» Work instructions
Omit the pictures from the listing below and print every remaining entry verbatim.

» Data for analysis
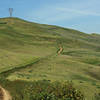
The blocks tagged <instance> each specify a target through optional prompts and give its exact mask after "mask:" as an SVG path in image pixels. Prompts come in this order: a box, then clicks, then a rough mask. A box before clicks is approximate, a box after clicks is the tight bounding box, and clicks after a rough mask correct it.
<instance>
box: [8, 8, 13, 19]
mask: <svg viewBox="0 0 100 100" xmlns="http://www.w3.org/2000/svg"><path fill="white" fill-rule="evenodd" d="M12 13H13V8H9V14H10V17H12Z"/></svg>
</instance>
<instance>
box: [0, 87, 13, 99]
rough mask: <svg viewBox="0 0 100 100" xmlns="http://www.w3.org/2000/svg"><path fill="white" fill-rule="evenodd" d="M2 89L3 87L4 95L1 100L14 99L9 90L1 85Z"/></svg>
mask: <svg viewBox="0 0 100 100" xmlns="http://www.w3.org/2000/svg"><path fill="white" fill-rule="evenodd" d="M0 89H1V91H2V95H3V97H2V99H1V100H12V98H11V96H10V94H9V92H8V91H7V90H5V89H4V88H2V87H1V86H0Z"/></svg>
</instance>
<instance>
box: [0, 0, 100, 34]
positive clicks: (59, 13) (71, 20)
mask: <svg viewBox="0 0 100 100" xmlns="http://www.w3.org/2000/svg"><path fill="white" fill-rule="evenodd" d="M12 7H13V8H14V12H13V16H14V17H20V18H23V19H26V20H29V21H33V22H38V23H43V24H52V25H59V26H63V27H67V28H73V29H77V30H80V31H83V32H87V33H94V32H96V33H100V0H0V17H8V16H9V12H8V8H12Z"/></svg>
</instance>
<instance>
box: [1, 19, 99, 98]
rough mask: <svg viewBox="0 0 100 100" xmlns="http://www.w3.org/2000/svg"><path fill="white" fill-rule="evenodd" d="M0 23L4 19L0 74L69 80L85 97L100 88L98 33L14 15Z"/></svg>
mask: <svg viewBox="0 0 100 100" xmlns="http://www.w3.org/2000/svg"><path fill="white" fill-rule="evenodd" d="M0 22H2V23H3V22H6V24H0V73H2V75H5V73H6V76H5V78H6V79H8V80H9V81H11V82H14V81H15V80H19V81H23V80H24V81H25V82H27V81H28V82H32V81H34V80H44V79H46V80H51V81H52V82H53V81H67V80H69V81H71V80H72V81H73V82H74V83H75V86H76V87H77V88H78V89H80V90H81V91H82V92H83V93H84V94H85V98H86V100H92V98H93V97H94V94H95V93H98V92H99V91H100V88H99V87H100V74H99V73H100V45H99V44H100V35H97V34H86V33H82V32H79V31H76V30H72V29H67V28H62V27H58V26H51V25H42V24H37V23H32V22H27V21H25V20H21V19H18V18H2V19H0ZM60 46H61V47H63V52H62V54H60V55H57V51H58V50H59V47H60ZM36 60H38V61H37V62H35V61H36ZM3 72H4V73H3ZM13 91H14V90H13Z"/></svg>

» Answer for this exercise
The blocks tagged <instance> each specify a target through optional prompts and give its exact mask after "mask:" as an SVG path in image pixels. Prompts come in this order: a box, then clicks, then a rough mask. A box before clicks is approximate, a box after clicks is the tight bounding box, and clicks after a rough mask correct it.
<instance>
box: [8, 8, 13, 19]
mask: <svg viewBox="0 0 100 100" xmlns="http://www.w3.org/2000/svg"><path fill="white" fill-rule="evenodd" d="M12 13H13V8H9V14H10V17H12Z"/></svg>
</instance>
<instance>
box: [0, 87, 13, 99]
rough mask: <svg viewBox="0 0 100 100" xmlns="http://www.w3.org/2000/svg"><path fill="white" fill-rule="evenodd" d="M2 89L3 87L4 95L1 100L14 99L9 90L1 85Z"/></svg>
mask: <svg viewBox="0 0 100 100" xmlns="http://www.w3.org/2000/svg"><path fill="white" fill-rule="evenodd" d="M0 89H1V91H2V95H3V97H2V99H1V100H12V98H11V96H10V94H9V92H8V91H7V90H5V89H4V88H2V87H1V86H0Z"/></svg>
</instance>
<instance>
box: [0, 0, 100, 34]
positive clicks: (59, 13) (71, 20)
mask: <svg viewBox="0 0 100 100" xmlns="http://www.w3.org/2000/svg"><path fill="white" fill-rule="evenodd" d="M12 7H13V8H14V12H13V16H14V17H20V18H23V19H26V20H29V21H33V22H38V23H43V24H52V25H59V26H63V27H67V28H73V29H77V30H80V31H83V32H87V33H94V32H96V33H100V0H0V17H8V16H9V12H8V8H12Z"/></svg>
</instance>
<instance>
box: [1, 19, 99, 98]
rough mask: <svg viewBox="0 0 100 100" xmlns="http://www.w3.org/2000/svg"><path fill="white" fill-rule="evenodd" d="M0 23L4 19L0 74L69 80L85 97L100 88L98 33L14 15Z"/></svg>
mask: <svg viewBox="0 0 100 100" xmlns="http://www.w3.org/2000/svg"><path fill="white" fill-rule="evenodd" d="M0 22H2V23H3V22H6V24H0V73H2V75H5V73H6V76H5V78H6V79H8V80H9V81H11V82H14V81H15V80H19V81H23V80H24V81H25V82H27V81H28V82H32V81H34V80H44V79H46V80H51V81H52V82H53V81H67V80H69V81H71V80H72V81H73V82H74V83H75V86H76V87H77V88H78V89H80V90H81V91H82V92H83V93H84V94H85V98H86V100H92V98H93V97H94V94H95V93H98V92H99V91H100V88H99V87H100V74H99V73H100V45H99V44H100V35H97V34H86V33H82V32H79V31H76V30H72V29H67V28H62V27H58V26H51V25H42V24H37V23H32V22H27V21H25V20H21V19H18V18H2V19H0ZM60 46H61V47H63V52H62V54H60V55H57V51H58V50H59V47H60ZM36 60H38V61H37V62H35V61H36ZM3 72H4V73H3ZM13 91H14V90H13Z"/></svg>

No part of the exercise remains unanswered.